Text to read
═══

[5/5] timers: Tag (hr)timer softirq as hotplug safe

Message ID 20230912104406.312185-6-frederic@kernel.org
State New
Headers
Series tick/nohz: cleanups and fixes v2 |

Commit Message

Frederic Weisbecker Sept. 12, 2023, 10:44 a.m. UTC
  Specific stress involving frequent CPU-hotplug operations, such as
running rcutorture for example, may trigger the following message:

	"NOHZ tick-stop error: local softirq work is pending, handler #02!!!"

This happens in the CPU-down hotplug process, after
CPUHP_AP_SMPBOOT_THREADS whose teardown callback parks ksoftirqd, and
before the target CPU shuts down through CPUHP_AP_IDLE_DEAD. In this
fragile intermediate state, softirqs waiting for threaded handling may
be forever ignored and eventually reported by the idle task as in the
above example.

However some vectors are known to be safe as long as the corresponding
subsystems have teardown callbacks handling the migration of their
events. The above error message reports pending timers softirq although
this vector can be considered as hotplug safe because the
CPUHP_TIMERS_PREPARE teardown callback performs the necessary migration
of timers after the death of the CPU. Hrtimers also have a similar
hotplug handling.

Therefore this error message, as far as (hr-)timers are concerned, can
be considered spurious and the relevant softirq vectors can be marked as
hotplug safe.

Signed-off-by: Frederic Weisbecker <frederic@kernel.org>
---
 include/linux/interrupt.h | 6 +++++-
 1 file changed, 5 insertions(+), 1 deletion(-)

═══

Aim 1
In the commit message, which teardown callback migrates timers after the CPU has died?
Aim 2
Reproduce the commit message starting with "This happens in" and going on through "above example.", substituting "unstable" for "fragile".

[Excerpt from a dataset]
═══

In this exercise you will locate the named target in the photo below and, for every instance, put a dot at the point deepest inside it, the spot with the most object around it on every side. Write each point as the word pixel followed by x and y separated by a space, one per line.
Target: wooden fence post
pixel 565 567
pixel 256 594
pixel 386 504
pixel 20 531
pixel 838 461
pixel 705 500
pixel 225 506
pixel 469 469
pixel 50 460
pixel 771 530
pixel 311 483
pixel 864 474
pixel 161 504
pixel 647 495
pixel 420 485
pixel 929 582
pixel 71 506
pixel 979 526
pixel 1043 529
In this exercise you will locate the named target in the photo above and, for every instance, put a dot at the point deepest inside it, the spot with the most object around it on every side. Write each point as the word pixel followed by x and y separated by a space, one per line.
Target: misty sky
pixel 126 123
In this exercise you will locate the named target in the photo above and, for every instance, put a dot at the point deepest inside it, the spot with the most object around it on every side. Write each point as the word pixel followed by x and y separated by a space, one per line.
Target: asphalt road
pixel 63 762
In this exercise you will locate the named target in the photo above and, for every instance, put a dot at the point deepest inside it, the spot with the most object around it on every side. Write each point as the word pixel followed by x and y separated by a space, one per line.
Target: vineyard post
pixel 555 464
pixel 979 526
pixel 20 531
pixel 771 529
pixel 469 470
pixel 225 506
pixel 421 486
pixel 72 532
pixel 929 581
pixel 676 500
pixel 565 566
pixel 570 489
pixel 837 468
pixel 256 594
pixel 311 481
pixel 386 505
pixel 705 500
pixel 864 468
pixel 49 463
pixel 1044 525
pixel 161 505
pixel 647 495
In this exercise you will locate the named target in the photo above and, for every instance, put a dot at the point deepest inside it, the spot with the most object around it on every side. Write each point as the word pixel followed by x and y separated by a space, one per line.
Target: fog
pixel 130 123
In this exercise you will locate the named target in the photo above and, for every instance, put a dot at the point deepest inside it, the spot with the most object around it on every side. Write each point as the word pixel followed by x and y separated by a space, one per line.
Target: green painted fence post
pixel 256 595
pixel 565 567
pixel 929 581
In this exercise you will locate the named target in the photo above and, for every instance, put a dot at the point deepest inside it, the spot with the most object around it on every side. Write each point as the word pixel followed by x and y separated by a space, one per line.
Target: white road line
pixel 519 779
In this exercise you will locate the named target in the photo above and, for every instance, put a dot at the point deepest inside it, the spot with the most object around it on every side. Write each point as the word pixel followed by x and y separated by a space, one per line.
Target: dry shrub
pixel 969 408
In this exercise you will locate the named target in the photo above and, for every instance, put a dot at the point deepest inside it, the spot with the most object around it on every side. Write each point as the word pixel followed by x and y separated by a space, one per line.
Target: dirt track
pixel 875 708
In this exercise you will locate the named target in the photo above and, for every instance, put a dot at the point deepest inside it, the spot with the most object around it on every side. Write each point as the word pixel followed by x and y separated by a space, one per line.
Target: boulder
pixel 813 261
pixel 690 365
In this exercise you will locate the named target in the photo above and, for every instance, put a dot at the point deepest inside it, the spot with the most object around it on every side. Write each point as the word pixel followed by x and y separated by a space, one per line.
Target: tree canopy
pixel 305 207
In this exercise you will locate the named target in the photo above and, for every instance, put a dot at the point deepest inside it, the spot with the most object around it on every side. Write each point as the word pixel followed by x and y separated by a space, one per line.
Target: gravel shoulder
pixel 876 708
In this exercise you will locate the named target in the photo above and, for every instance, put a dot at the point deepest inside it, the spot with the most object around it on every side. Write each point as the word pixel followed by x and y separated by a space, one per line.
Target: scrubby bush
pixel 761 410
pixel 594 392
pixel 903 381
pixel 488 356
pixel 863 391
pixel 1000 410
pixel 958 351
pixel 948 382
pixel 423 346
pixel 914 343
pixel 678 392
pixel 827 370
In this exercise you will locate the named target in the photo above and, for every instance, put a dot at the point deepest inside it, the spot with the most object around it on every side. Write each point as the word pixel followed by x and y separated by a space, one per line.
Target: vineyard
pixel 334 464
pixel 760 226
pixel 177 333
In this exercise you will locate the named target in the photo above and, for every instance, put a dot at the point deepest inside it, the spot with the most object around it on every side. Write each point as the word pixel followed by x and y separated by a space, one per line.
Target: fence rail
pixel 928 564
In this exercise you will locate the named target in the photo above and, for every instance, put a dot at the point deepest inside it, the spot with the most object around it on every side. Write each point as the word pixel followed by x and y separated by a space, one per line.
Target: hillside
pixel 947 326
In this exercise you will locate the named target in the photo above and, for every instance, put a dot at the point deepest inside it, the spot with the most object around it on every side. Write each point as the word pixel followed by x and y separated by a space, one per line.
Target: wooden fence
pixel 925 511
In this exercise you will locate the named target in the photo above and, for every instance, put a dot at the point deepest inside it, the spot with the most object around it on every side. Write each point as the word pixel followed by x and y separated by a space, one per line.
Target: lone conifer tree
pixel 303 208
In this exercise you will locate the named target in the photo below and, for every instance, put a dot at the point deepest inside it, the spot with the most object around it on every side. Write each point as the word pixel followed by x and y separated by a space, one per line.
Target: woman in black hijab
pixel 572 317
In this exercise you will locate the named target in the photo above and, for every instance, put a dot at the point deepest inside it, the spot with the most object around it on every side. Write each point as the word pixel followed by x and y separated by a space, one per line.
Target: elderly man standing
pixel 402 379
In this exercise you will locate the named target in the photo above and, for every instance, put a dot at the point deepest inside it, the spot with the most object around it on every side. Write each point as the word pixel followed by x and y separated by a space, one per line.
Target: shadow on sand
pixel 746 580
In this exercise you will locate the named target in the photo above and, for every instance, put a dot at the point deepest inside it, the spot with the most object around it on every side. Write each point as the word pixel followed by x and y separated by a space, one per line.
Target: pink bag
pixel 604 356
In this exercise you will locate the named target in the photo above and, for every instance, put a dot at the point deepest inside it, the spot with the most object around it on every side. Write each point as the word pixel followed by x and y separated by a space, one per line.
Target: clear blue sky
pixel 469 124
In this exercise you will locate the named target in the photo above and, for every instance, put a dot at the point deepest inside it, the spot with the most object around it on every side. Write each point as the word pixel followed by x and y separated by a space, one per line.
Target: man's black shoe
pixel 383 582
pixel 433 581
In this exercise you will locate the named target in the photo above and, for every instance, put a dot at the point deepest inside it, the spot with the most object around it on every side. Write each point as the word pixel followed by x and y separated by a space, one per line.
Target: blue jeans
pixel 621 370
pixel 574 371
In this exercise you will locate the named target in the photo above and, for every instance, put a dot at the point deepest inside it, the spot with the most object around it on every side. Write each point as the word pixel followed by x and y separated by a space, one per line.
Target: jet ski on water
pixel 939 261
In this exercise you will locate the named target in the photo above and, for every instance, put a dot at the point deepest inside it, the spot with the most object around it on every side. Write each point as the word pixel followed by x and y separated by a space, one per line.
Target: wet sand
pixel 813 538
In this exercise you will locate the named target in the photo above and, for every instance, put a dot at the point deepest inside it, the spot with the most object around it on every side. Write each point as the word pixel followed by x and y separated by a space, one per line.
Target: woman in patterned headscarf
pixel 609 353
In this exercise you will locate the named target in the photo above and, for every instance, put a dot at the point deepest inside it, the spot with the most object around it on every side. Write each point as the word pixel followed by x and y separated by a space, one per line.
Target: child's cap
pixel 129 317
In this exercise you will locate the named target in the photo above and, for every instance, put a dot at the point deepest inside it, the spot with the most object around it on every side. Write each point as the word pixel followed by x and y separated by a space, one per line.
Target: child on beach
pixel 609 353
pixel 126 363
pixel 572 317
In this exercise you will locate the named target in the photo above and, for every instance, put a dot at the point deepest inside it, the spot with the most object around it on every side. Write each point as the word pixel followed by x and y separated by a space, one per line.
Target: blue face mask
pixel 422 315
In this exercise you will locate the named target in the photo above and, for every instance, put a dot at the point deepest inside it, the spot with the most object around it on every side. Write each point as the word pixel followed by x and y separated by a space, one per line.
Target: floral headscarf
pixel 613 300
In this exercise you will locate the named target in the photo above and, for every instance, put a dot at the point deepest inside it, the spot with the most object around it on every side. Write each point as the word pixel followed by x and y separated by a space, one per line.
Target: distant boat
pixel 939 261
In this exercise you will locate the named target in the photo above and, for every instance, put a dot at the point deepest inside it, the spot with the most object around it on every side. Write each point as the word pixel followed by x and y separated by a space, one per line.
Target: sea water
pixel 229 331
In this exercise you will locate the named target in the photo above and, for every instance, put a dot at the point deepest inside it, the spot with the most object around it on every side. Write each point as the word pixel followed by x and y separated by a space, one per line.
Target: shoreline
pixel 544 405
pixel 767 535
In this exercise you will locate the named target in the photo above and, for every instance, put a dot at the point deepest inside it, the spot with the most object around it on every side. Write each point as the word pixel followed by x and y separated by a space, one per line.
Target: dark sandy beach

═══

Result 1
CPUHP_TIMERS_PREPARE

Result 2
This happens in the CPU-down hotplug process, after
CPUHP_AP_SMPBOOT_THREADS whose teardown callback parks ksoftirqd, and
before the target CPU shuts down through CPUHP_AP_IDLE_DEAD. In this
unstable intermediate state, softirqs waiting for threaded handling may
be forever ignored and eventually reported by the idle task as in the
above example.